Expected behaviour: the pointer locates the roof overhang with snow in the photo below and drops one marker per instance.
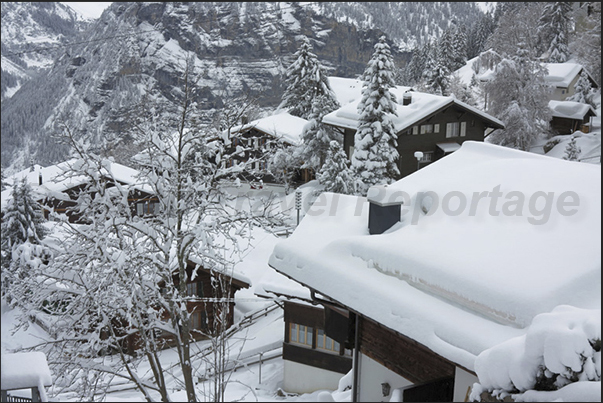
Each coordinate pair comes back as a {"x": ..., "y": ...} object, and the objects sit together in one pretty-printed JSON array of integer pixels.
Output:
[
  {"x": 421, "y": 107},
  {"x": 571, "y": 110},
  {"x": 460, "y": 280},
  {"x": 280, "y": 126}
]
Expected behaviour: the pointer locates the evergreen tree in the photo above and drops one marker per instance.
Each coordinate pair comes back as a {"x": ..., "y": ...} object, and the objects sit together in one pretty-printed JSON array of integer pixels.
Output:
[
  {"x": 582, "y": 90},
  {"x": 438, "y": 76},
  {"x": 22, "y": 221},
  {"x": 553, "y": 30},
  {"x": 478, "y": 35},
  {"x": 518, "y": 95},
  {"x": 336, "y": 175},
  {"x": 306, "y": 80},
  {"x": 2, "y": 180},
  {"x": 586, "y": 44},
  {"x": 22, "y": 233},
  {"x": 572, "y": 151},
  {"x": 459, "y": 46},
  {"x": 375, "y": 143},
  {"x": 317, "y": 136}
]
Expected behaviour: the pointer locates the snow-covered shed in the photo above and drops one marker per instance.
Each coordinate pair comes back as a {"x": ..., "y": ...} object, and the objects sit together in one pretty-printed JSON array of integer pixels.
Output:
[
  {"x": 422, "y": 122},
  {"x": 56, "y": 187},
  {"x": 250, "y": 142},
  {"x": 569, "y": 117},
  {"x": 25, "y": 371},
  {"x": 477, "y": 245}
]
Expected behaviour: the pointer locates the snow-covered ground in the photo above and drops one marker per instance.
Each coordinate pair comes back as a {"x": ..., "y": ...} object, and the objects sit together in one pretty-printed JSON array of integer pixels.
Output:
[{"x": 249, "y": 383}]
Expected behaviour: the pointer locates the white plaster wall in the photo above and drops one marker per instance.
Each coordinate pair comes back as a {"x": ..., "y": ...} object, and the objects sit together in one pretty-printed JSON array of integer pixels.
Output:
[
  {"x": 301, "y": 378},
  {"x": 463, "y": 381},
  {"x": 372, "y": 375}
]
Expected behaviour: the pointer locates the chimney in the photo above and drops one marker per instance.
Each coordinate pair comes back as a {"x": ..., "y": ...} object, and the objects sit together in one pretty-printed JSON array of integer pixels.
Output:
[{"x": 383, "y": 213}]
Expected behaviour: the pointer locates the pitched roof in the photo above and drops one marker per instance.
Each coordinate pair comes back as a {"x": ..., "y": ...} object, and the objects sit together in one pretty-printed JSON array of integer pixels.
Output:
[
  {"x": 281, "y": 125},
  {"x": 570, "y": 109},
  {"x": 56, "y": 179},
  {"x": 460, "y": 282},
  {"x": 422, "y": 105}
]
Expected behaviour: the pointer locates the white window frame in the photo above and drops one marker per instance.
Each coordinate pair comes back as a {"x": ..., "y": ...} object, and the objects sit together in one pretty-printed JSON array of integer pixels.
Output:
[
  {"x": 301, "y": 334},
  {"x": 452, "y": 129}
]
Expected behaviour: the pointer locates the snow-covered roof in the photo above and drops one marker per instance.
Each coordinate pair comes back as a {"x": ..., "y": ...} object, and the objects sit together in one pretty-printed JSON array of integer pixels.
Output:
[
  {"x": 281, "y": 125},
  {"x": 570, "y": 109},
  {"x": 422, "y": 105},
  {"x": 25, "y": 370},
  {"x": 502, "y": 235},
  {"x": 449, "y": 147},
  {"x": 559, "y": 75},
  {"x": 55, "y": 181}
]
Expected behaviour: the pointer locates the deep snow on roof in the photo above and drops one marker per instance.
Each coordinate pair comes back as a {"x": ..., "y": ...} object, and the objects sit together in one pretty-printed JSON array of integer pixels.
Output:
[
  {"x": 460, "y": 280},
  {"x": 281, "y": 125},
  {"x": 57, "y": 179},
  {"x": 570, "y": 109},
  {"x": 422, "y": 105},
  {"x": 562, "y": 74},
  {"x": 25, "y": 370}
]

■ Brief
Going through the listing above, copy out every line that has the string "locates".

■ Expected answer
Expected behaviour: the pointer locates the roof overhang with snow in the photo below and drops one marker per instance.
Expected behaviour: the pointer locates the evergreen tree in the photo above and drops one marker per instance.
Expected behaviour: the pointer locates the snow-covered shed in the photo above and drops one marker per instance.
Expected behaviour: the pointer locates the snow-covered ground in the photo above and drops one marker per instance.
Expected behaviour: the pointer locates the white plaster wall in the photo above and drops one marker per instance.
Expected behaviour: the pointer locates the chimney in the photo above and drops one marker per instance.
Expected behaviour: the pointer locates the pitched roof in the photo above and drops one marker per instance.
Expected behaviour: the pointer locates the white window frame in the photo above and drops one marker per instance.
Expected behaviour: the pointer locates the snow-covered roof in the photo above and drops one marker per instance.
Expected behaviour: the pointer locates the deep snow on roof in the photo above and drops one marker per instance.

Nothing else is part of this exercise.